## YOUR OBJECTIVE
Print exactly the lines from the line with "Return a point for each instance of the sneaker" to the last line of the data, please, both included.

BEGIN

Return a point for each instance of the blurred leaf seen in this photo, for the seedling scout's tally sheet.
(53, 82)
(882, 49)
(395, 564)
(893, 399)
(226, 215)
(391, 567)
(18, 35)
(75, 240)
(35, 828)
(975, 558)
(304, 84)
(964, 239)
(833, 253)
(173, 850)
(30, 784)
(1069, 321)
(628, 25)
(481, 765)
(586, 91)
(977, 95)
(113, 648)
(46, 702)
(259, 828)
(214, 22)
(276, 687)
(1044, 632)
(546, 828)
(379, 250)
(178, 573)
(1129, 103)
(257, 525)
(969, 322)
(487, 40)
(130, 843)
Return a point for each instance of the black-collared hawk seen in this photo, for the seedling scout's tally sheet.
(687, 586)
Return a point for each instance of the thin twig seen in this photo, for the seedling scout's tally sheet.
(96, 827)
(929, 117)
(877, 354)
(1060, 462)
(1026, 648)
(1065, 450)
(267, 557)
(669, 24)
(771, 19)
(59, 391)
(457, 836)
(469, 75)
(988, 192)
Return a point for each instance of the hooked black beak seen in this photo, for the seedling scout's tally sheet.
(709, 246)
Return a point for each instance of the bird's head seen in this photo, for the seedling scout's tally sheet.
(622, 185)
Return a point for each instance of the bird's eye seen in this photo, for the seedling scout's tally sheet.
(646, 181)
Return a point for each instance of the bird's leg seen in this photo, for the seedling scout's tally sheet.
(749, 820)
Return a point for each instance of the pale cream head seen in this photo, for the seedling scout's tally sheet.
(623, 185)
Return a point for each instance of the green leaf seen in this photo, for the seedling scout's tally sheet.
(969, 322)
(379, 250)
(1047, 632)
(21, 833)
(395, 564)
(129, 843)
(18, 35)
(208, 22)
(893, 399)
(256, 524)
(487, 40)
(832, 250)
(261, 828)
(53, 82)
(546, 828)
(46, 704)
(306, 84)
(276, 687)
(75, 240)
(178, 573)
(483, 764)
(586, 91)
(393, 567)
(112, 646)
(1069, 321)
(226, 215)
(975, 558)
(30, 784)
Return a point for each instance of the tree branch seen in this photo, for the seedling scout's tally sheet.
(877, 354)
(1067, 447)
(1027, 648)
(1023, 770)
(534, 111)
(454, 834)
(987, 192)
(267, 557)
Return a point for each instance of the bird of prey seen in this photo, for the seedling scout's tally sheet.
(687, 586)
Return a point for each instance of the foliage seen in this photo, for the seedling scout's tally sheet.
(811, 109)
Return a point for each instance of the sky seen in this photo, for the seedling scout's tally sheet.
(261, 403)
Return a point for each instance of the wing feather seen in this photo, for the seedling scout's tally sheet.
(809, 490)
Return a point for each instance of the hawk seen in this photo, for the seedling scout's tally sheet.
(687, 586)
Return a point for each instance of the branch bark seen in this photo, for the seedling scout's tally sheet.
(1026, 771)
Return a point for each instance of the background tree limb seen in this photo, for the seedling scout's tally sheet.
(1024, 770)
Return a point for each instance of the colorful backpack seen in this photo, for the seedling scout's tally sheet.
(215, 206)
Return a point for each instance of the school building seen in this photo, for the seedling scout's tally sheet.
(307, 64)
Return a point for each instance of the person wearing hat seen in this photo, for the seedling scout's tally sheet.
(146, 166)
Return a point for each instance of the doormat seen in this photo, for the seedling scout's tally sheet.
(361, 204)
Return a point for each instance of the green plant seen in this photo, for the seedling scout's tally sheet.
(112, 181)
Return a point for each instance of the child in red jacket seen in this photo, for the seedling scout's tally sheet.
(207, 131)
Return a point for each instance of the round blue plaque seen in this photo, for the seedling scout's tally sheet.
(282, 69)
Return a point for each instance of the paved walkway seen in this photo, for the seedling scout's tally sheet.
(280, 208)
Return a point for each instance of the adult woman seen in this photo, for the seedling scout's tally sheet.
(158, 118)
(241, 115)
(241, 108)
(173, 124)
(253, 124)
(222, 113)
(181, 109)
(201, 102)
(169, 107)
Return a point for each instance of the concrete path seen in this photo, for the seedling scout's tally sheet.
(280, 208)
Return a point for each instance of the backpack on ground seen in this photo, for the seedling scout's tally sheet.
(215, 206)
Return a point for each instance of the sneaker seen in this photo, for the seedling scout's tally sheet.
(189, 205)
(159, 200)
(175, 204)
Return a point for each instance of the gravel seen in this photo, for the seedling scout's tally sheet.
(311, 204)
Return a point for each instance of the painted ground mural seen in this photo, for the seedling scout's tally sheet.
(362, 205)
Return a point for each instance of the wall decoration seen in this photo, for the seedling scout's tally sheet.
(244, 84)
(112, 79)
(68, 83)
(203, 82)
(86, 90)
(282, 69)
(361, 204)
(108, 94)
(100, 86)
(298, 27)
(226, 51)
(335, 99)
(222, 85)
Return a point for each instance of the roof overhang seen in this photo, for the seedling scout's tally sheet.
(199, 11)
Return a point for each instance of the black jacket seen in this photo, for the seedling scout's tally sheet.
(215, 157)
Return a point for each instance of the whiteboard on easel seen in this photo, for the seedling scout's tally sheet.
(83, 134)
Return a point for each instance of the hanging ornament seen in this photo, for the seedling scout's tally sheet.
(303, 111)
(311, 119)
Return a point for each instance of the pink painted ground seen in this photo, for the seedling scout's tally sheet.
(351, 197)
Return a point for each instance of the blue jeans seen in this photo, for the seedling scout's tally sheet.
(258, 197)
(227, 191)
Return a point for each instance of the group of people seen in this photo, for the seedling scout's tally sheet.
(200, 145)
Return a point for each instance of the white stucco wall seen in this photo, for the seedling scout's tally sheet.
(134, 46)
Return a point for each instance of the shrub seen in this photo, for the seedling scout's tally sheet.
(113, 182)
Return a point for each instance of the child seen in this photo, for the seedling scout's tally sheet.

END

## RESULT FOR THIS EXERCISE
Return a point for each instance of the sneaker seen in this photo, for the seedling scout's tally sheet.
(189, 205)
(159, 200)
(175, 204)
Return a point for each instance of the gravel seen in this photo, for the seedling scout's tally sheet.
(311, 204)
Return a point for each instance of the painted ground mural seen in this photo, for the seedling scout's tally sheet.
(362, 205)
Return a point for each instance of the wall decoration seen in this photo, for the seedling scout's tally sheet.
(244, 84)
(112, 79)
(68, 83)
(203, 82)
(86, 90)
(282, 69)
(361, 204)
(108, 94)
(100, 86)
(298, 27)
(226, 51)
(335, 99)
(222, 85)
Return a point for each instance of the roof overhang seen in this photo, for the seedling scout's tally sheet.
(199, 11)
Return a point for each instance of the black jacket seen in this photo, for the seedling scout's tally sheet.
(215, 157)
Return a point for each instance of the whiteboard on easel seen in this photo, for the seedling scout's tally sheet.
(83, 134)
Return a point for each instance of the hanging ornament seen in this photo, for the seedling scout's tally sheet.
(303, 111)
(311, 119)
Return a point for each instance of the pink painted ground seen in this photo, for the seedling scout's tally sheet.
(351, 197)
Return a point for each instance of the blue jeans seen in this photo, for the seedling scout's tally sheet.
(258, 197)
(227, 191)
Return a point for each instance of the group of people seen in this photo, for the seedling scout's tally sheet.
(200, 145)
Return a point for each instance of the white stucco wall seen in this photo, for the seedling scout's tally sheet.
(134, 46)
Return a point for each instance of the shrub seen in this photo, for the seedling scout's tally sheet.
(113, 182)
Return a point for each instance of the child seen in this photo, for the seedling scout's tally sheet.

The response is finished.